[Data excerpts]
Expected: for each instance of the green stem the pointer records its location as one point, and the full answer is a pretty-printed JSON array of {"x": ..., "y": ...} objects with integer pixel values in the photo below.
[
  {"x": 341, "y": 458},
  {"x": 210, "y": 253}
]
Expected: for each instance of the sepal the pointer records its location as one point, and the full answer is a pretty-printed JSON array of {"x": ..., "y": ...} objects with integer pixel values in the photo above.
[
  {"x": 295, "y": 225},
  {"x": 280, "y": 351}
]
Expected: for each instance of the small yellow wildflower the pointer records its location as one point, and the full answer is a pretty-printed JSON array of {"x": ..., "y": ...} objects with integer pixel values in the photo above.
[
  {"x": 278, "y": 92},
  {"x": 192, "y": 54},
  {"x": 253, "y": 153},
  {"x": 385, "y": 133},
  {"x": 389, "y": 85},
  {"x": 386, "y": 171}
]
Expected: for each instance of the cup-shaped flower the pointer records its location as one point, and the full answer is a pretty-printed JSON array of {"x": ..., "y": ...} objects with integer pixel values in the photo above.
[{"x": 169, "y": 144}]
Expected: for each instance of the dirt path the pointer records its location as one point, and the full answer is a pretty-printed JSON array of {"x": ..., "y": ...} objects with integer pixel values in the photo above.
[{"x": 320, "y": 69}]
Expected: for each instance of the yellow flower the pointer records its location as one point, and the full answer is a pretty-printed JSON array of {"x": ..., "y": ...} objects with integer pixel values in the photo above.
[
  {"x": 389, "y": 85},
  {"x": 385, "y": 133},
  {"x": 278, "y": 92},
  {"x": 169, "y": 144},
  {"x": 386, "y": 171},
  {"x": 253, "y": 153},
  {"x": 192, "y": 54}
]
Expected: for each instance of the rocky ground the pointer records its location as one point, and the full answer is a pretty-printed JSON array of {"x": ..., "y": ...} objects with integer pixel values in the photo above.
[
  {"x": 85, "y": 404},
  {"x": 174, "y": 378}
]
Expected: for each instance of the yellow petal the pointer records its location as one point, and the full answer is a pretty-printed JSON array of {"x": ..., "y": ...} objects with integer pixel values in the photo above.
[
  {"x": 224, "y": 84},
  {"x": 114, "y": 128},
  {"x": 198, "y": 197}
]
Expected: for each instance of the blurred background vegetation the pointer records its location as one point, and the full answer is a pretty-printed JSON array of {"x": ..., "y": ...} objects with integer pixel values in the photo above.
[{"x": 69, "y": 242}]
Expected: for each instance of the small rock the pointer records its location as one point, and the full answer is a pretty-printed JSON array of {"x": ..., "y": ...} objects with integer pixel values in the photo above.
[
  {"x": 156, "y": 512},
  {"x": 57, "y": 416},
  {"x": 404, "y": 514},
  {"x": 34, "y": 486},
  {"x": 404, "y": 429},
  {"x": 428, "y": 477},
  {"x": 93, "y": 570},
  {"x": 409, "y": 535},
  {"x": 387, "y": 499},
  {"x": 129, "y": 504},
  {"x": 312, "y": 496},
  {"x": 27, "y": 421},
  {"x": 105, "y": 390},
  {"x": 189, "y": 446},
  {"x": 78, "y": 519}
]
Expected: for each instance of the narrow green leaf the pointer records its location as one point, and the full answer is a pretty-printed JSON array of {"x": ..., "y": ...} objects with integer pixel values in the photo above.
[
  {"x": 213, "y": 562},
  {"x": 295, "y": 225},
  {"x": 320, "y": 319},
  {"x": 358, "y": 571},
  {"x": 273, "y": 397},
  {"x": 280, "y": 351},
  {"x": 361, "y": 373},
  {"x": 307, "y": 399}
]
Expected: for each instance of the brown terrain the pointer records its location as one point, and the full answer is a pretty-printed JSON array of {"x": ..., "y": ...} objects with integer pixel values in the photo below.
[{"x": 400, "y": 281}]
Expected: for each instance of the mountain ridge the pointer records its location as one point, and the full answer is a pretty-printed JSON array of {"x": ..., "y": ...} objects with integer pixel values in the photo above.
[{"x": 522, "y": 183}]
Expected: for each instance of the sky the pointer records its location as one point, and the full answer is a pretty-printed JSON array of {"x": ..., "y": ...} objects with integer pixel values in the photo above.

TASK STATEMENT ▸ This exercise asks for every line of the records to be repeated exactly.

WORKED SOLUTION ▸
Expected: for each instance of the green stem the pointer records its location as one point, and the full answer is a pretty-printed JSON array of {"x": ..., "y": ...} objects with integer pixel values in the photo below.
[
  {"x": 341, "y": 458},
  {"x": 210, "y": 253}
]
Expected: for each instance of the sepal the pointer records its location as one point, and the full answer is a pretty-printed JSON array of {"x": ..., "y": ...} objects with integer pixel values in the photo above.
[
  {"x": 295, "y": 225},
  {"x": 280, "y": 351}
]
Expected: for each instance of the small yellow wildflower the pointer records its location as one point, and the full answer is a pretty-printed JSON array of {"x": ..., "y": ...} objects with integer pixel values in the photo above.
[
  {"x": 278, "y": 92},
  {"x": 192, "y": 54},
  {"x": 253, "y": 153},
  {"x": 385, "y": 133},
  {"x": 389, "y": 85},
  {"x": 386, "y": 171}
]
Expected: for each instance of the cup-shaped flower the pointer records its location as one point, and the full answer is a pretty-printed JSON array of {"x": ..., "y": ...} objects with integer pixel values in the photo above.
[{"x": 169, "y": 144}]
Expected: for each instance of the dirt path the pointer records its location as one point, and the full answer is a pretty-printed JSON array of {"x": ..., "y": ...} objects with integer pixel values in the photo above.
[{"x": 320, "y": 69}]
Expected: for each instance of the yellow flower the pointer records its location as one point, and the full answer is a pretty-printed JSON array of {"x": ..., "y": ...} objects with integer pixel values in the photo above.
[
  {"x": 389, "y": 85},
  {"x": 385, "y": 133},
  {"x": 278, "y": 92},
  {"x": 169, "y": 144},
  {"x": 386, "y": 171},
  {"x": 253, "y": 153},
  {"x": 192, "y": 54}
]
Expected: for each instance of the rocky ground the pointer records its location as one point, and the full answer is a pretty-printed JSON array of {"x": ..., "y": ...} objects with integer pixel values in the photo above.
[
  {"x": 85, "y": 404},
  {"x": 174, "y": 378}
]
Expected: for each instance of the yellow petal the pointer records its location as one point, and the full answer is a pretty-printed JSON array of {"x": ..., "y": ...} objects with integer pixel values in the photo above.
[
  {"x": 224, "y": 84},
  {"x": 114, "y": 128},
  {"x": 198, "y": 197}
]
Expected: for each instance of the blurred background vegetation the pointer records its location as one point, and the full answer is a pretty-printed JSON array of {"x": ..., "y": ...} objects with integer pixel values in the photo above.
[{"x": 69, "y": 242}]
Expected: for each instance of the small rock the pointer records its location as one point, and the full answer is a pretty-printed JSON array of {"x": ..., "y": ...} objects with integer pixel values in the photo above.
[
  {"x": 156, "y": 512},
  {"x": 57, "y": 416},
  {"x": 404, "y": 514},
  {"x": 34, "y": 486},
  {"x": 404, "y": 429},
  {"x": 428, "y": 477},
  {"x": 93, "y": 570},
  {"x": 409, "y": 535},
  {"x": 387, "y": 499},
  {"x": 129, "y": 504},
  {"x": 312, "y": 496},
  {"x": 27, "y": 421},
  {"x": 105, "y": 390},
  {"x": 189, "y": 446},
  {"x": 78, "y": 519}
]
Expected: for each instance of the narrow green leaf the pointer records its location as one point, and the full answer is a pretty-printed JSON array of {"x": ..., "y": ...} objects with integer pixel values in the photo above.
[
  {"x": 213, "y": 562},
  {"x": 295, "y": 225},
  {"x": 320, "y": 319},
  {"x": 358, "y": 571},
  {"x": 273, "y": 397},
  {"x": 280, "y": 351},
  {"x": 361, "y": 373},
  {"x": 307, "y": 399}
]
Expected: for each instance of the brown terrain the pointer records its location as one point, and the full answer is a pretty-printed JSON array of {"x": ..., "y": ...} objects with integer pixel values in the photo below.
[{"x": 400, "y": 281}]
Expected: for each instance of the mountain ridge the pointer records its location as one point, and the full answer is a pretty-printed JSON array of {"x": ..., "y": ...} objects with integer pixel values in the photo above.
[{"x": 522, "y": 183}]
Expected: for each instance of the sky the pointer records its location as one point, and the full answer is a pretty-printed JSON array of {"x": ..., "y": ...} objects with integer pixel values in the photo above.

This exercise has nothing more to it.